• [Fragment uit bron]:

------------------------

![Screenshot](https://zorgenstelsel.nl/wp-content/uploads/2025/02/JAAR-START-1.jpg)
Het woord “jaarverantwoordingsverplichting” levert behalve veel scrabble punten ook veel weerzin op in de zorgsector (column Medisch Contact, 22 januari 2025). Het gaat hier om een van de Wtza-verplichtingen (Wet toetreding zorgaanbieders) om financiële verantwoording af te leggen over de eigen praktijkvoering, met als opgegeven doelstelling dat (blijkbaar alleen) zo toezicht kan worden geboden op juiste besteding van zorggelden. Welke gegevens precies aangeleverd moeten worden hangt af van de rechtsvorm van de organisatie. Daar is nu een klap op gegeven, hoewel de wet al op 1 januari 2022 in werking is getreden.
Omdat vanaf boekjaar 2024 ook geldt dat micro-zorgaanbieders zich verantwoorden, betekent dit dat de verplichting ook voor alle huisartspraktijken telt. Hoe een huisartspraktijk zelf kan zien of de eigen praktijk een “micro-aanbieder” is, is na te gaan bij de beroepsvereniging LHV (hier). Voor de groep micro-aanbieders onder praktijkhouders geldt namelijk een lichtere verantwoording.
Micro-aanbieders leveren bij het CIBG (hier) een beperkte balans en een beperkte staat aan van baten en lasten en hoeven geen toelichting te geven op hun financiële verantwoording. Ook hoeven micro-aanbieders, naar het schijnt, geen bestuursverslag en accountantsverklaring aan te leveren. Het CIBG (Centraal Informatiepunt Beroepen Gezondheidszorg) is een uitvoeringsorganisatie van het ministerie van VWS. In deze blog wil ik onderbouwen dat deze verplichting juist in déze tijd niet ván deze tijd is.
Drie keer uitstel, maar (helaas) geen afstel
De deadline voor het indienen van de financiële jaarverantwoording is 31 mei 2025. Maar ook is er inmiddels voor de derde keer een nieuwe uitstelmogelijkheid (NZa, 12 november 2024) gecreëerd. Uitstel aanvragen kan tot en met 31 maart 2025. Het uitstel voor het opleveren van de jaarverantwoording over 2024 geldt tot uiterlijk 31 december 2025. De NZa, waar je het uitstel aanvraagt, kent dit uitstel in principe toe als je voor het eerst jaarverantwoording moet afleggen. Zo niet, dan kan je alleen uitstel aanvragen bij ‘bijzondere omstandigheden’.
Het zijn hierbij de accountants- en administratiekantoren die waarschuwen dat het ministerie de jaarverantwoording “commercieel” wenst te rapporteren, in plaats van “fiscaal” zoals te doen gebruikelijk voor de reguliere belastingaangifte. Dit vereist extra inspanning voor omrekeningen, genereert zo meer kosten voor de praktijkhouder. En het geeft notabene ook niet een meer waarheidsgetrouw beeld van de praktijksituatie (VVAA, Ondernemen, pg.37, 4 februari 2025). Hoe moeilijk wil je het dan bewust maken.

------------------------

• [Gegevens uit een verzameling]:
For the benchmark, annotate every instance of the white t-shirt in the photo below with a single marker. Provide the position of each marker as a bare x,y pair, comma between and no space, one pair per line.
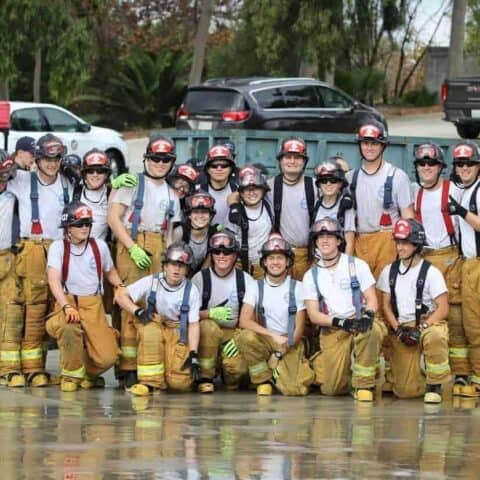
275,304
294,219
432,217
224,292
50,205
7,202
335,286
406,289
97,200
156,202
82,270
469,248
259,228
369,196
332,212
168,299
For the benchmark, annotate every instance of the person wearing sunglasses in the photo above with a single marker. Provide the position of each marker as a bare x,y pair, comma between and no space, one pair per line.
466,170
441,247
334,199
251,218
76,269
272,323
42,196
220,169
141,219
222,288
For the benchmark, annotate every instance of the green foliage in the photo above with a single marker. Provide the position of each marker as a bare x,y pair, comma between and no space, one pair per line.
365,84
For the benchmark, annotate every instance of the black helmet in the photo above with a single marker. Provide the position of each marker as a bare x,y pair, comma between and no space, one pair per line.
179,252
49,146
293,145
277,244
410,230
372,131
75,214
200,200
330,170
8,168
224,240
160,146
96,159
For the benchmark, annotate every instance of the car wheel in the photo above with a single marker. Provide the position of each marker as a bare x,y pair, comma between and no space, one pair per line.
468,131
117,162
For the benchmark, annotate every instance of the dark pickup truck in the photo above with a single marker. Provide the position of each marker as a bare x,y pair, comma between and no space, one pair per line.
461,104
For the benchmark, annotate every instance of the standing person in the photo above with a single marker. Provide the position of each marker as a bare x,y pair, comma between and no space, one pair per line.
167,330
141,219
251,219
415,304
219,168
76,266
334,200
196,228
24,155
441,249
466,165
11,303
222,289
41,195
340,297
292,195
273,321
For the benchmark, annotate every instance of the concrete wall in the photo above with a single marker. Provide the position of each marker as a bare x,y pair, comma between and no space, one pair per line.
436,60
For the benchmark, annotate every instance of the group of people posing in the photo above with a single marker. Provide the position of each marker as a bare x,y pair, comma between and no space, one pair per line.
226,277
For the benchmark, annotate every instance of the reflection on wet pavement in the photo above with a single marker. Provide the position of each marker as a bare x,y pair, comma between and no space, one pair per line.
107,434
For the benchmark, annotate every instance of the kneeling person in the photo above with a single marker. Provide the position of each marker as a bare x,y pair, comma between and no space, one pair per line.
340,297
415,302
165,307
76,265
271,344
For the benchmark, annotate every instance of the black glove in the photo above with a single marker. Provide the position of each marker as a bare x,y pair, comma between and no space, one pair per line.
454,208
143,315
408,335
193,364
347,324
365,322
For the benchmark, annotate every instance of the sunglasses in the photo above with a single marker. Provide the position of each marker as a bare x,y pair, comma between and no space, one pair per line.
222,251
465,163
426,163
219,165
324,181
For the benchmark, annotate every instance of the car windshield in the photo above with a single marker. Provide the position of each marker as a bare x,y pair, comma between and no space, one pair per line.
210,101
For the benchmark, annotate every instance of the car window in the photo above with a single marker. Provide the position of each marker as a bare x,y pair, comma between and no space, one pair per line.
212,101
333,99
269,98
60,121
300,96
27,120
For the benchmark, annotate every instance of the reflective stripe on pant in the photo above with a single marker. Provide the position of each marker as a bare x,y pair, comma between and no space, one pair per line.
87,348
408,380
449,262
301,264
154,243
212,338
332,365
293,374
31,268
471,312
11,315
151,353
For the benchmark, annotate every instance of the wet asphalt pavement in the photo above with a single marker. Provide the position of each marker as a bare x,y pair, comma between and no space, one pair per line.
107,434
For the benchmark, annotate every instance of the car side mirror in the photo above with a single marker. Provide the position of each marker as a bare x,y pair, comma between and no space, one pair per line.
84,127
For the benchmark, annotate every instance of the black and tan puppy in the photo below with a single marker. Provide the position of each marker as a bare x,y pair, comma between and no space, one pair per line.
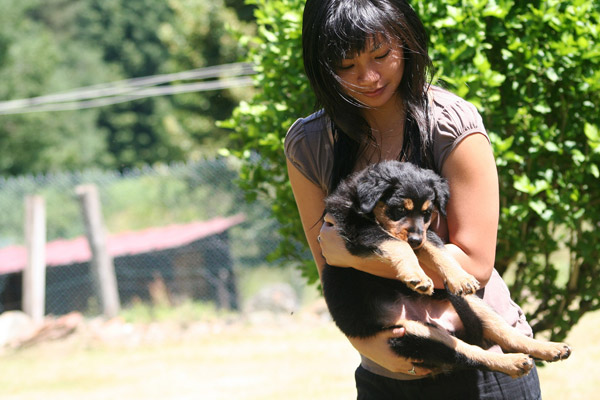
384,211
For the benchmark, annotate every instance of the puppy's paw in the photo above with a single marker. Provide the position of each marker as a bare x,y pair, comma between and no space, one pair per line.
420,284
517,365
461,283
551,351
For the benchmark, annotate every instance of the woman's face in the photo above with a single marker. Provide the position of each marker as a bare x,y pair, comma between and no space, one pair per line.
372,77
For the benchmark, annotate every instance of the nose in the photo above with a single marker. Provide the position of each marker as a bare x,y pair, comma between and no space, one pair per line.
415,238
368,74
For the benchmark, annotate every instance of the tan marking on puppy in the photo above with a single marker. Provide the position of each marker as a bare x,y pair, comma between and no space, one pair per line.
515,365
457,279
426,205
496,329
394,228
403,258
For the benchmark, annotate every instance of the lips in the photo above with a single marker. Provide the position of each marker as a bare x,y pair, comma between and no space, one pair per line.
374,93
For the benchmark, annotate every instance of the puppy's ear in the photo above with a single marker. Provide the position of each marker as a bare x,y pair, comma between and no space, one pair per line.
370,190
442,193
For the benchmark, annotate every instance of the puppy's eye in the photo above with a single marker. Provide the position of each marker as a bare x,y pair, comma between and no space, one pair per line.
427,215
396,214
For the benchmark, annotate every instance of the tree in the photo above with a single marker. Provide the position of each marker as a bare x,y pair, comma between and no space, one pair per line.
33,63
532,69
126,34
202,36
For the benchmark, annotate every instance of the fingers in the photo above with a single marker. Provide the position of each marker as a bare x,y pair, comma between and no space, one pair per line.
329,220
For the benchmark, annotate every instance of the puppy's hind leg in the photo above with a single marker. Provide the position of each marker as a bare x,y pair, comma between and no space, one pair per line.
510,339
438,349
435,256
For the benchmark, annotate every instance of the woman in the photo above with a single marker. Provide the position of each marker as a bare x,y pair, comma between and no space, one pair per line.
367,63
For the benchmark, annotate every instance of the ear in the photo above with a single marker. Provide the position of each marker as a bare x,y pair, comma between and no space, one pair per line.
442,193
369,191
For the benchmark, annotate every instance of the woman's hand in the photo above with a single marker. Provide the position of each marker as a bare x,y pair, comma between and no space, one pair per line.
377,349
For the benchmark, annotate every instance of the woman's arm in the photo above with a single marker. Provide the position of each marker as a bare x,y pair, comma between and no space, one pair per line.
473,208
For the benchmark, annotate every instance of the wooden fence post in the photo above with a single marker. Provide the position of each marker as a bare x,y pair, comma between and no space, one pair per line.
34,274
102,263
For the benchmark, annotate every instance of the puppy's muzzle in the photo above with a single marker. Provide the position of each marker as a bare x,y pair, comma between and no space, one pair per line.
415,239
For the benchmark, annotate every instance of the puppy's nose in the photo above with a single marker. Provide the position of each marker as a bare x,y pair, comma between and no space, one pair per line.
415,239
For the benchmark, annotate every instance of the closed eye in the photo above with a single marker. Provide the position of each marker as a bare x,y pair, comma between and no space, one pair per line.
381,57
427,215
396,214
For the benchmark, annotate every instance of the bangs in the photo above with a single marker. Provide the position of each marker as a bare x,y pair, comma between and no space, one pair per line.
352,28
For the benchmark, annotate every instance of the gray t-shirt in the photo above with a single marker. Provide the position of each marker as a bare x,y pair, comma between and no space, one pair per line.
309,147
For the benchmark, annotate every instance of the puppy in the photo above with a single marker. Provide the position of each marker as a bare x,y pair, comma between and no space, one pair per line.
384,211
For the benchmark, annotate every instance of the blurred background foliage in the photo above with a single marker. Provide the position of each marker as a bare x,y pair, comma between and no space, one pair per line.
53,46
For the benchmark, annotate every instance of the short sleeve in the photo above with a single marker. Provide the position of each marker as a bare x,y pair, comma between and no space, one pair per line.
454,119
308,146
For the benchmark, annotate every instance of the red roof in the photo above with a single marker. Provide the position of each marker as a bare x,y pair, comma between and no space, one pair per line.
65,252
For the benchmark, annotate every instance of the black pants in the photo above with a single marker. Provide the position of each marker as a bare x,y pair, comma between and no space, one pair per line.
460,385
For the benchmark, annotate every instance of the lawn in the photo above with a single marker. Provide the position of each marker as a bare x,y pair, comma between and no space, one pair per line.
292,357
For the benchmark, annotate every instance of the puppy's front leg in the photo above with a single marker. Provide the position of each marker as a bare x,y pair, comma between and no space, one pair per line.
408,270
457,280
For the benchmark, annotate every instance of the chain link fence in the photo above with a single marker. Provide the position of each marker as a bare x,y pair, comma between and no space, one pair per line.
179,231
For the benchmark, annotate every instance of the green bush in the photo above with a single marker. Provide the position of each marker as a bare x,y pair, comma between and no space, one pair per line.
532,69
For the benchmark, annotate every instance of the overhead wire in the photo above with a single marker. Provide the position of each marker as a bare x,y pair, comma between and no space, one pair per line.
227,76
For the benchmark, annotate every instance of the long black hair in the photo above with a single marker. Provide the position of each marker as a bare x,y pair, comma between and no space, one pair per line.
335,29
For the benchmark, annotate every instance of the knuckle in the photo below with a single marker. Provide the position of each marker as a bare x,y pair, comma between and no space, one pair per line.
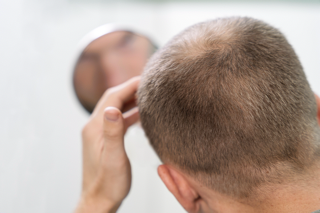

------------------------

• [Opdrachten]:
**A)** Vat de tekst over de jaarverantwoordingsverplichting samen in twee zinnen.
**B)** Tel de regels in de vermeldingen waarin de tekenreeks "foliage" voorkomt, waarbij het verschil tussen hoofdletters en kleine letters meetelt. Geef alleen het aantal.

• [Uitwerkingen per opdracht]:
**A)** Sinds boekjaar 2024 moeten onder de Wtza ook micro-zorgaanbieders, en daarmee alle huisartspraktijken, een financiële jaarverantwoording afleggen, waarbij micro-aanbieders bij het CIBG een lichtere verantwoording indienen. De deadline is 31 mei 2025, maar bij de NZa kan tot en met 31 maart 2025 uitstel tot uiterlijk 31 december 2025 worden aangevraagd, terwijl accountants- en administratiekantoren waarschuwen dat de gevraagde commerciële rapportage extra omrekeningen en kosten met zich meebrengt.

**B)** 2